==== Excerpted data

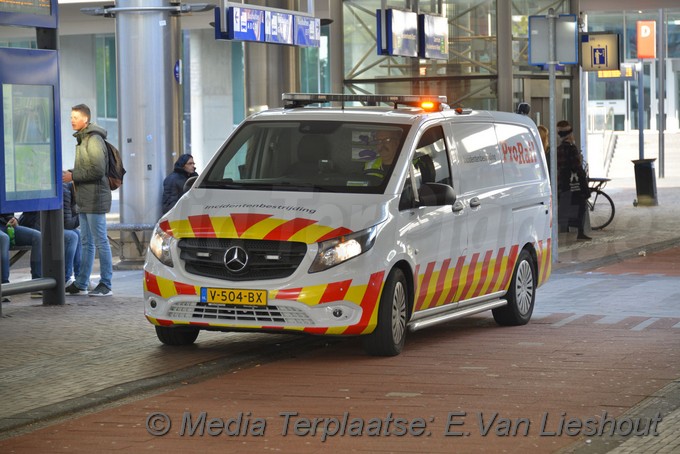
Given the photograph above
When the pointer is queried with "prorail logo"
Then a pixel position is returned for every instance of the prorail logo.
(519, 153)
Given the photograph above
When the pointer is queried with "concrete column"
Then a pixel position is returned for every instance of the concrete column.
(504, 53)
(270, 69)
(146, 89)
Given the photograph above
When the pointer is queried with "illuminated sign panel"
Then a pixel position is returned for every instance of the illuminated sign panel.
(307, 31)
(600, 52)
(246, 24)
(266, 25)
(433, 37)
(30, 162)
(646, 38)
(29, 13)
(566, 40)
(401, 33)
(278, 27)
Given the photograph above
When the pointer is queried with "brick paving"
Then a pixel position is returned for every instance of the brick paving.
(85, 377)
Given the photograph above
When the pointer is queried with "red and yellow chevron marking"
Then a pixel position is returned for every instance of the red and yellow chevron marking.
(252, 226)
(364, 295)
(465, 280)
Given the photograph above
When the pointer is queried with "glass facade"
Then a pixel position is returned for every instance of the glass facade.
(469, 77)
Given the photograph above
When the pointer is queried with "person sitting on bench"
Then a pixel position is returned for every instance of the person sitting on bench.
(23, 236)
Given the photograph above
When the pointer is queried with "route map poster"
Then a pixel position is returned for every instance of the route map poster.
(29, 141)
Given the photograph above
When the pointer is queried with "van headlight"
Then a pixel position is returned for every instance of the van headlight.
(338, 250)
(160, 245)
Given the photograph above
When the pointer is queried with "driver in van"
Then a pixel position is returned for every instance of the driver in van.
(386, 143)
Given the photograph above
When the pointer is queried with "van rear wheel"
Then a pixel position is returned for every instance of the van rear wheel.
(521, 295)
(181, 335)
(390, 332)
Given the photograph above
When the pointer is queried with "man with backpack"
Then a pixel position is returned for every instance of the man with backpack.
(93, 197)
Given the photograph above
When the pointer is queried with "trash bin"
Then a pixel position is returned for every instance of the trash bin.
(645, 182)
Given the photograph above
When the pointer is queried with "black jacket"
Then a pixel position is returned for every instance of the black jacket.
(173, 187)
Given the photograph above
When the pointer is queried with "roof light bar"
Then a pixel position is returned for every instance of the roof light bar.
(426, 102)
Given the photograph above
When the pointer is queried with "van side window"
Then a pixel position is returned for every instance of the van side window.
(520, 153)
(431, 159)
(430, 162)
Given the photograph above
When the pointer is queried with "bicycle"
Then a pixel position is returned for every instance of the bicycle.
(600, 206)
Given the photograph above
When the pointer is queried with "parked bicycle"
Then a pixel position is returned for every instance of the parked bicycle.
(600, 206)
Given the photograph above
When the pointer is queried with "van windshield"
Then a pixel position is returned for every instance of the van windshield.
(324, 156)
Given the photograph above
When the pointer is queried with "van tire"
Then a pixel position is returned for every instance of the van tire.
(176, 335)
(521, 295)
(390, 332)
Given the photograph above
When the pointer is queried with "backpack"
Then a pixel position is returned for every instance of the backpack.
(115, 170)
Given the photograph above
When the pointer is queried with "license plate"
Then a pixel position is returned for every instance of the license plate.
(233, 296)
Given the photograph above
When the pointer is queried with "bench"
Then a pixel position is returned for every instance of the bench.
(132, 228)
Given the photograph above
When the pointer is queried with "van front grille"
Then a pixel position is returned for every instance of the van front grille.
(265, 259)
(260, 315)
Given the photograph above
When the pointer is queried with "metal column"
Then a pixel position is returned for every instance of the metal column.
(145, 94)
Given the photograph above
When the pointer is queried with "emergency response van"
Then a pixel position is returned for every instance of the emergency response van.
(329, 217)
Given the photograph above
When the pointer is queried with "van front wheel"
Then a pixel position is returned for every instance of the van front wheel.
(521, 295)
(390, 332)
(176, 335)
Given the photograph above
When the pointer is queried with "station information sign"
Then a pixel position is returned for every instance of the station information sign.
(407, 34)
(267, 25)
(433, 41)
(278, 27)
(30, 162)
(600, 52)
(29, 13)
(400, 33)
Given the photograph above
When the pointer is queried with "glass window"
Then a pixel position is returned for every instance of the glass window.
(28, 114)
(472, 54)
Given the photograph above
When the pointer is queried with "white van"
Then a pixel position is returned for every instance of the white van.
(300, 223)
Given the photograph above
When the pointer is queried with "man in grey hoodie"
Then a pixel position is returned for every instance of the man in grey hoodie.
(93, 196)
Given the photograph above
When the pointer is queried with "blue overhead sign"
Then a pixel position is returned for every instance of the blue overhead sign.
(278, 27)
(307, 31)
(267, 25)
(245, 24)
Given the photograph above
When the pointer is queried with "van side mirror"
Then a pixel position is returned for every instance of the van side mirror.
(189, 183)
(436, 194)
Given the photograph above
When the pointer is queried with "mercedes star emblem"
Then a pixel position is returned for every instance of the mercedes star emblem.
(236, 259)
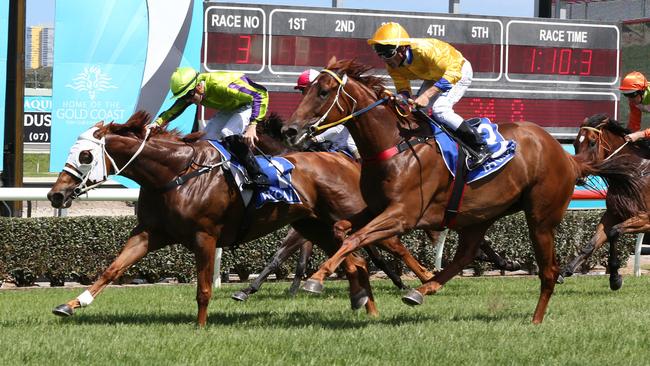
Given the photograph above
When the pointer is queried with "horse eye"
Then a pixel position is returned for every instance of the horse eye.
(85, 157)
(323, 93)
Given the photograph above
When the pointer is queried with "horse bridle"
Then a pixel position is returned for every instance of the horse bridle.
(316, 127)
(84, 173)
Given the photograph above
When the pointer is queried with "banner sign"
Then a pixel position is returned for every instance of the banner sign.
(4, 31)
(108, 65)
(38, 119)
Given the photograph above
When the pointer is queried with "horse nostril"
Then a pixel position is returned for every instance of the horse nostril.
(56, 198)
(291, 132)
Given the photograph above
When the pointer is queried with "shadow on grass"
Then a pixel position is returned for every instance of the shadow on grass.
(292, 319)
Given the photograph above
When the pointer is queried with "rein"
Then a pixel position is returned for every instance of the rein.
(342, 81)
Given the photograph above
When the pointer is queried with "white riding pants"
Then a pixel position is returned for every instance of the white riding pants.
(442, 106)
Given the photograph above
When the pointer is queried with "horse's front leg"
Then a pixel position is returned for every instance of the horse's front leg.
(137, 246)
(388, 224)
(204, 253)
(306, 250)
(289, 245)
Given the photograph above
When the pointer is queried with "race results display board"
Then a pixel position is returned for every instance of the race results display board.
(550, 72)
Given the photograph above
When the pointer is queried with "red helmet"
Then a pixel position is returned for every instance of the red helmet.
(632, 82)
(306, 78)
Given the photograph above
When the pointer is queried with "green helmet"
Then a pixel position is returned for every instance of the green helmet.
(182, 81)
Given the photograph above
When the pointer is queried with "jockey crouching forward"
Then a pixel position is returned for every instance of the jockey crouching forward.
(446, 75)
(240, 103)
(338, 137)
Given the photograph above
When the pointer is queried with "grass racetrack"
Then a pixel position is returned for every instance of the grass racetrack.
(472, 321)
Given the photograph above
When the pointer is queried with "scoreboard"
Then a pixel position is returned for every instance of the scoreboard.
(551, 72)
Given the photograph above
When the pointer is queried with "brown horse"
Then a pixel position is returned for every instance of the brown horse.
(270, 135)
(599, 138)
(207, 210)
(411, 189)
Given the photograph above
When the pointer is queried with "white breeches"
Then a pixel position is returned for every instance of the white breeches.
(442, 106)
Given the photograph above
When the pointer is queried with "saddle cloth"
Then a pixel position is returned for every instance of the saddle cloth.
(502, 150)
(278, 170)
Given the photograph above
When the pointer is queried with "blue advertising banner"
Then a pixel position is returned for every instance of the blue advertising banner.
(108, 65)
(37, 120)
(4, 30)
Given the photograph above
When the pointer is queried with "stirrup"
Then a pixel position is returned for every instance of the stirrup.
(476, 161)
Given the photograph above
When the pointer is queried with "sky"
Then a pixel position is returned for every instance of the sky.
(41, 12)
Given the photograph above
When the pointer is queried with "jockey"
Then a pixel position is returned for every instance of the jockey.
(446, 75)
(338, 136)
(635, 87)
(240, 102)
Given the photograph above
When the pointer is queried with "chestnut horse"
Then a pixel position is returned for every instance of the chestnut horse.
(600, 138)
(269, 133)
(411, 189)
(207, 210)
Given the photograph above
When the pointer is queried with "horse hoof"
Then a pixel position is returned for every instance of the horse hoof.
(313, 286)
(515, 266)
(239, 296)
(359, 300)
(616, 283)
(63, 310)
(412, 298)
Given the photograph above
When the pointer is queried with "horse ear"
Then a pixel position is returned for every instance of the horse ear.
(331, 62)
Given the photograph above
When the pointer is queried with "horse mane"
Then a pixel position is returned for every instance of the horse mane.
(136, 126)
(358, 71)
(618, 129)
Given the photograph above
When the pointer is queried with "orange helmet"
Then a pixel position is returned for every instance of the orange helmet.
(390, 34)
(632, 82)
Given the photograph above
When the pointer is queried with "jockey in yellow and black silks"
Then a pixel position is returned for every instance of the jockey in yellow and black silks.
(240, 103)
(446, 75)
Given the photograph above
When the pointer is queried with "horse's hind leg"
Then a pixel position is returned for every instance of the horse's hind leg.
(615, 279)
(597, 240)
(494, 257)
(289, 245)
(136, 247)
(468, 242)
(397, 249)
(204, 252)
(306, 250)
(356, 267)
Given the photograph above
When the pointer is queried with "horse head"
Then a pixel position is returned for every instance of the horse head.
(92, 158)
(599, 137)
(343, 93)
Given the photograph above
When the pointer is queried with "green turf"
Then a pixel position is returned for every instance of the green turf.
(484, 321)
(37, 165)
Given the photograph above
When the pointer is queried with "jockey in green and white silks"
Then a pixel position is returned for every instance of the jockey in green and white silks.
(240, 102)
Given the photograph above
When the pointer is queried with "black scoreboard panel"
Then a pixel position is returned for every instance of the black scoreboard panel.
(553, 73)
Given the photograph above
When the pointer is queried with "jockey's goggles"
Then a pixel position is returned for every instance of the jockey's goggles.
(385, 50)
(633, 93)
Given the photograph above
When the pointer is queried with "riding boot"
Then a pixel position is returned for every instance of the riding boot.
(238, 147)
(473, 139)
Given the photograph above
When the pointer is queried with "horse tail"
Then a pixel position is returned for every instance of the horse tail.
(625, 187)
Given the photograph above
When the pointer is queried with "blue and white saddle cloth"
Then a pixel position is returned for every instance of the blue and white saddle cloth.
(278, 170)
(502, 150)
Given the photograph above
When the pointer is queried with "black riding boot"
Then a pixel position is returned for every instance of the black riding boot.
(473, 139)
(238, 147)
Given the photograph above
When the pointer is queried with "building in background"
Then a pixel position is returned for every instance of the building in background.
(39, 42)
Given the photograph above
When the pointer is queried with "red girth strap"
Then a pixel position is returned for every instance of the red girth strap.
(392, 151)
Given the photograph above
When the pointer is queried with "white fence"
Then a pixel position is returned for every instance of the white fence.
(131, 194)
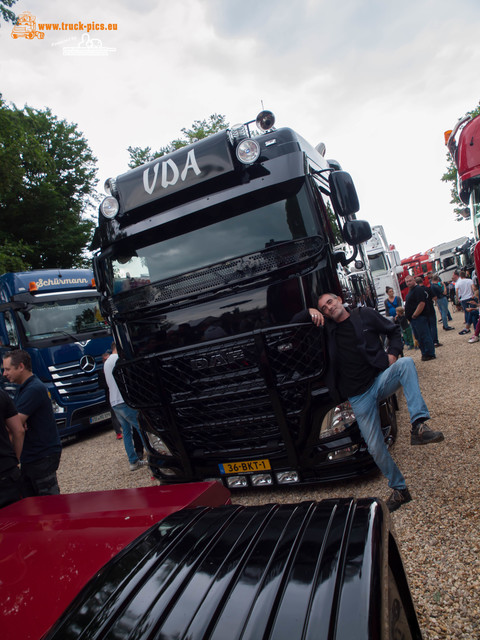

========

Return each line of the records above that contains the string "sign".

When the pointer is queried with "illuminated sign panel"
Then a pixel position is returned for every instance of the illuminated sign panel.
When the pointer is queried with "station information sign"
Then a pixel position is returned for every instance of the station information sign.
When the pointer is queried with "blue overhead sign"
Then a pixel position is returned for every instance of the blue overhead sign.
When the pointer is queried with "banner sign"
Then a pixel position is returned for every instance of the banner sign.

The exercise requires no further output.